** Opening Exercise passage block **
"I wanted to help make Indian food more mainstream"
A new Indian fast food restaurant is set to open and it feasts on humour.
Naantheless is opening on Pensacola Street, Tallahassee, Florida, and the two owners pride themselves on not taking themselves too seriously.
Tarun Gupta says he is poised to open Naantheless, which is a play on words in its name, a playful spirit in its approach and a winking elephant in its logo.
He said: “We figure we never want to get into a place where we’re taking ourselves too seriously.
“I would hate to get all ‘corporatey’ and serious.”
Tarun revealed that he wanted to open in April 2020 but postponed it due to the Coronavirus pandemic. He hopes to start offering delivery and takeaway at the end of August.
He added: “We’re leaving a ton of money on the table to be extra cautious and protect the community.”
The target market for the restaurant is university students and young professionals looking for a quick bite and with simple dishes costing as little as $2 or $3, Naantheless seems to be the ideal place.
Tarun sees it as Indian street food, Americanised. Even the names of the dishes are Americanised.
Chole Chaat becomes Chickpea Salad. Bhelpuri becomes Crispy Rice Bowl. Dabeli becomes Sloppy Akash, which is “India’s take on the Sloppy Joe”.
In a twist of its name, Naantheless intends to offer ‘Naan-traditional Pizza’, plus dessert, snacks and beer.
According to Tarun, the name of the playful logo is ‘Akash, the friendly elephant’. He plans to feature the animal in artwork inside and outside the restaurant.
He recalled encountering food carts on the streets of India before his family moved to Tallahassee in 1998.
Tarun said: “I don’t think Indian food is as mainstream as Mexican, Italian or even Chinese.
“So that was one of my goals. I wanted to help make Indian food more mainstream and accessible.”
Tarun said that the idea emerged in 2015 when he and his friends were eating at a Taco Bell and longing for a Taco Bell-style Indian restaurant.
“There’s a fast-food chain for almost every cuisine. There’s everything except Indian food. It just didn’t make sense to us.”
After earning his degree in 2016, he moved to Silicon Valley, worked in education consulting and explored the idea of an Indian fast food restaurant chain.
Tarun stated that people there said it was a great idea. A friend there came up with the name Naantheless.
** Closing Exercise passage block **
** Opening Raw data block **
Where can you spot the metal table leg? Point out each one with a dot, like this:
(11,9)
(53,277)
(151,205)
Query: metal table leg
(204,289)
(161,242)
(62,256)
** Closing Raw data block **
■ **What is expected**
Continue the article about the Naantheless restaurant, starting after its last sentence.

■ **Reply to the exercise**
He left his job and returned to Tallahassee and used the money he had saved to start the business.
In January 2020, he signed a lease for a 1,600-square-foot space at 2020 West Pensacola Street.
Tarun enlisted the help of his father to renovate the building, which previously housed a pizza chain. They spent weeks getting rid of the worn interior and installing new items.
They also assembled do-it-yourself seats and tables and they mounted a big-screen TV.
Tarun explained: “Just me and my dad. I’ve always been very frugal, just growing up in an Indian family and the values that my parents forced me to have… I think you can do more with less money. You just have to be a little creative.”
Tarun also realised he needed a partner and he managed to convince one of his friends from university to join him as a co-founder.
Drew Rudolph was sceptical and took months to consider quitting his job in North Carolina and moving to Florida. He said the “idea itself” convinced him.
Of Indian fast food, Drew said: “It’s just not something that’s out there.”
Drew moved in March 2020, however, the pandemic resulted in the co-founders postponing their launch.
Tarun revealed that it led to negative online feedback before the restaurant even opened.
“It’s just isolated cases, but it’s discouraging to see.”
“Local businesses are trying to open up in the middle of a pandemic, and they’re valuing safety over revenue.”
Tarun said that he and Drew have ordered their ingredients and should be ready to go within a week.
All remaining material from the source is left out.